**Set task:** Lay out everything from the start of the listing down to the line containing "M 13 69 L 3", both ends included, as a JSON list of strings with one string per line and blank lines omitted. Leave the pictures out of the answer.

**Given entries:**
####
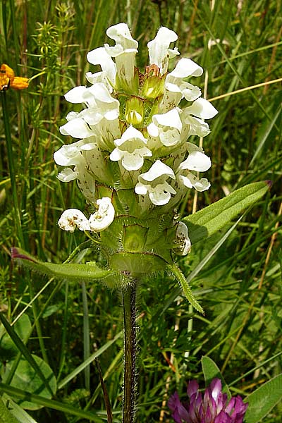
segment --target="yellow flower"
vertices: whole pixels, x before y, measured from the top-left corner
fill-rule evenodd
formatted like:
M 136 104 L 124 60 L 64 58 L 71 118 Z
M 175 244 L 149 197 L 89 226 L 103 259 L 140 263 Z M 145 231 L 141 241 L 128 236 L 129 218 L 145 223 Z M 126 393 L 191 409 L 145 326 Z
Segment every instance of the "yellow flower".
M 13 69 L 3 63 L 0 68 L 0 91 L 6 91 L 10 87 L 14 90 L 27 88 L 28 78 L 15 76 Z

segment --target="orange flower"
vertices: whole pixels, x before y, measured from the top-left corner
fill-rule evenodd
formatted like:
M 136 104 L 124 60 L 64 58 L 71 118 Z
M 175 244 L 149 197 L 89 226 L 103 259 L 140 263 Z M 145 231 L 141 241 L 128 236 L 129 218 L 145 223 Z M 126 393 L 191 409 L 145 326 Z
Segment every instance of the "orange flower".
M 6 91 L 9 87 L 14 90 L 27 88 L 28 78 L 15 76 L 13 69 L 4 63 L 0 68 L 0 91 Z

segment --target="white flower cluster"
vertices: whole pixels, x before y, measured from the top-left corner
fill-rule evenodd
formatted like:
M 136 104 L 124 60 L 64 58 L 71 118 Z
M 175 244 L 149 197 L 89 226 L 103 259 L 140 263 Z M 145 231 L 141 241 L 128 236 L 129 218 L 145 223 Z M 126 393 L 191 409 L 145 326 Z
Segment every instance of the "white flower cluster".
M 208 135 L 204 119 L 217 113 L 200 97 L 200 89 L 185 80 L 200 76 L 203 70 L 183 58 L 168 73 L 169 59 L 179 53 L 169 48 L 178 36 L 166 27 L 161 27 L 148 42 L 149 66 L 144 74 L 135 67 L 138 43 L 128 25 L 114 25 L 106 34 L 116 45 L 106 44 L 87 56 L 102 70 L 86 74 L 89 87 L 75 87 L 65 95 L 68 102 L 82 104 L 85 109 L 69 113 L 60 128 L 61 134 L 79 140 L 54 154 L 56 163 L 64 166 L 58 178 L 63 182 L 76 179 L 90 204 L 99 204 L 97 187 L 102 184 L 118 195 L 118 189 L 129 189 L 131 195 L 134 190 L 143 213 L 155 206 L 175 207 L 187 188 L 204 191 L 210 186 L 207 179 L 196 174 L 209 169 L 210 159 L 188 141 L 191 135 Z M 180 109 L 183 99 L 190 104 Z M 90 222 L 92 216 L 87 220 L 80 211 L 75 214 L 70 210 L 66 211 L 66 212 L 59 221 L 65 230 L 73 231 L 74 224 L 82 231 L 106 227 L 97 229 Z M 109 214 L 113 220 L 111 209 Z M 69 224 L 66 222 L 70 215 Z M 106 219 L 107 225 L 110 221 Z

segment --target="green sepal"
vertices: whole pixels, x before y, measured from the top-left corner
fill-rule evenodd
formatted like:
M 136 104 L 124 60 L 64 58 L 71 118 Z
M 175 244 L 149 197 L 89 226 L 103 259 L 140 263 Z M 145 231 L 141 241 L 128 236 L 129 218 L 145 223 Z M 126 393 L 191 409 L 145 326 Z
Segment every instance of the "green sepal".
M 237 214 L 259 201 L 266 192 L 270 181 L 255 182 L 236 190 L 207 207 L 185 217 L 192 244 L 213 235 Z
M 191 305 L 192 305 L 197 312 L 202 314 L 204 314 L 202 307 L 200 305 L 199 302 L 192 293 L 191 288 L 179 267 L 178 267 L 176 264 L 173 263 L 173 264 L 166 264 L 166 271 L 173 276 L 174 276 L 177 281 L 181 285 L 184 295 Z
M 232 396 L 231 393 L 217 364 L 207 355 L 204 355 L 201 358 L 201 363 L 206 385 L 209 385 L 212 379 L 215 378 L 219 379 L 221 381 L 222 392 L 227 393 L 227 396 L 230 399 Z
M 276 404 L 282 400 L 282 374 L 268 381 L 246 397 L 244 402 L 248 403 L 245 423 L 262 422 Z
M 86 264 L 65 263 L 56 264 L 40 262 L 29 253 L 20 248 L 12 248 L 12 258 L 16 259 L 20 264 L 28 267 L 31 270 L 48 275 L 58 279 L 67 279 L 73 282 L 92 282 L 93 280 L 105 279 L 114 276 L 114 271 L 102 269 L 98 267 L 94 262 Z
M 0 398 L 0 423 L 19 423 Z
####
**The output:**
[
  "segment --target=\"yellow flower\"",
  "vertices: whole pixels, x before y, measured from the top-left corner",
  "fill-rule evenodd",
  "formatted like:",
  "M 136 104 L 124 60 L 64 58 L 71 118 Z",
  "M 175 244 L 149 197 L 89 226 L 103 259 L 140 263 Z M 145 231 L 141 241 L 128 236 L 129 218 L 145 223 Z M 126 393 L 191 409 L 145 326 Z",
  "Segment every instance of the \"yellow flower\".",
  "M 13 69 L 3 63 L 0 68 L 0 91 L 6 91 L 10 87 L 14 90 L 27 88 L 28 78 L 15 76 Z"
]